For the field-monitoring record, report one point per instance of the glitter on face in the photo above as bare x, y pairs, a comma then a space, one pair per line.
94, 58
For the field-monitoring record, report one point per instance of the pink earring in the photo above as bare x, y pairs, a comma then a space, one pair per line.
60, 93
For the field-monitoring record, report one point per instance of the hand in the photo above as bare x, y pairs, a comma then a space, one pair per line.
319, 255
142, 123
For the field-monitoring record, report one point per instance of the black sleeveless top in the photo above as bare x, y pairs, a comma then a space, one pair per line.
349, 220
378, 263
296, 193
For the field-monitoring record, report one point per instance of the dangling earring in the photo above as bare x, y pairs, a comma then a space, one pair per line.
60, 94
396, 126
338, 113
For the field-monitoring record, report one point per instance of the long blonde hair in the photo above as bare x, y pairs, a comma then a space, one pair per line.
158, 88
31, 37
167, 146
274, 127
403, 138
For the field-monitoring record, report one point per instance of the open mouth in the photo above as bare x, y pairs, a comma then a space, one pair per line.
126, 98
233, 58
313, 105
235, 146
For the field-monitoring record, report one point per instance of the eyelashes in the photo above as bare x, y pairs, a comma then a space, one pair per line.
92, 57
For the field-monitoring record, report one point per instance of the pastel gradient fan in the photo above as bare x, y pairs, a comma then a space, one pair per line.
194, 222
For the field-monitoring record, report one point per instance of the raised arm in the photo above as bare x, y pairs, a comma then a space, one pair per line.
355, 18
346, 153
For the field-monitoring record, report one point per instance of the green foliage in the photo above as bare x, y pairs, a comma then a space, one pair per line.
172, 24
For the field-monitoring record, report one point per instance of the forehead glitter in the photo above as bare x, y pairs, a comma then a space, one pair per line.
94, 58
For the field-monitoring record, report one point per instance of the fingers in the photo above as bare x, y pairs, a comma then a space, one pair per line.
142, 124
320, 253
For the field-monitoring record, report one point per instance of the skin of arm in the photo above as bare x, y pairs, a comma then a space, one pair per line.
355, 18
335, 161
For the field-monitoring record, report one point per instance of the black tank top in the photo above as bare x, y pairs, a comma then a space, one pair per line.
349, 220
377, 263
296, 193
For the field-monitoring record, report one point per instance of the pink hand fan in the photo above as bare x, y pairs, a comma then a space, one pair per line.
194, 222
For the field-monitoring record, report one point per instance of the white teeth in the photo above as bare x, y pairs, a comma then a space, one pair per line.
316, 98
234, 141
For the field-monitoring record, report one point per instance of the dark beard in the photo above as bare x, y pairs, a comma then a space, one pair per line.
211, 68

****************************************

- TASK OBJECTIVE: Keeping every line exactly as it is, copy all the records.

- TASK RESULT:
For the field-monitoring record, report one point per instance of the glitter on face in the photo above as bare x, y pairs, a comma then a space, one pair per line.
94, 58
For the field-monitoring record, report one point per instance of the pink earring in the photo above as bare x, y pairs, a comma then a space, one pair per line.
60, 93
For the field-monitoring record, report one point per instance of the hand in the photo above as bare x, y pairs, a comma then a space, one pair per line.
319, 255
142, 123
For the field-monitoring record, report one point per instance of the black sleeveless top in the photo above as bare x, y pairs, a comma then a space, one pair per line.
349, 220
378, 263
296, 193
For the field-monitoring record, report one point per instance of the dangling earring in the photo above as bare x, y pairs, a comma then a space, one pair per line.
60, 94
396, 126
338, 113
For the field-monitoring record, report one point per instance of the long blonde hair in the photo above as bare x, y pairs, a comma then a space, one pair per line.
158, 88
31, 37
167, 146
274, 127
403, 138
For the field-monitoring record, report one point per instance of the open mouth in the photo above as bare x, y pairs, a comma then a space, one pair per line.
126, 98
233, 58
313, 105
235, 146
For the field-monitoring record, report one point per instance of the eyelashes in the photo above as bare x, y pairs, a comma then a space, one pair per line.
92, 57
For the field-monitoring record, report one point per instance of the pastel gradient fan in the photo above as bare x, y pairs, a comma then a space, one pair per line.
194, 222
For the field-monitoring record, report one point per instance of the raised arm in the photo above as bare x, y pairs, a comma then a space, one pair per line.
355, 18
346, 153
For the field-monitoring record, report one point per instance of the green foliage in the photo above as bare x, y pairs, a comma then a space, one pair per line.
172, 24
For the field-monitoring record, report one point per instance of the forehead glitter in the photo above as bare x, y pairs, a comma then a space, one pair per line.
94, 58
For the field-monitoring record, report one point per instance of the fingers in the photo above as bare x, y pairs, a comma then a space, one pair per line.
142, 124
320, 253
For the field-monitoring record, report one point per instance of the skin of arm in the photo above as bare x, y pairs, a comma then a space, one pair per line.
355, 18
335, 161
For the field-monitoring record, report one point per instance of the black tank top in the photo above as bare x, y pairs, a comma then a space, one pair per line.
349, 220
377, 263
296, 193
For the field-monitoring record, report one point per instance of the pink hand fan in the photo above as bare x, y pairs, a comma then a space, one pair per line.
194, 222
For the field-monitoring record, report one point per instance of the white teeth in the photo above as bare x, y pairs, a comma then a space, one pair per line.
316, 98
234, 141
For the field-monitoring record, report one point per instance of the dark beard in the photo above as bare x, y pairs, a comma then a space, one pair per line.
211, 68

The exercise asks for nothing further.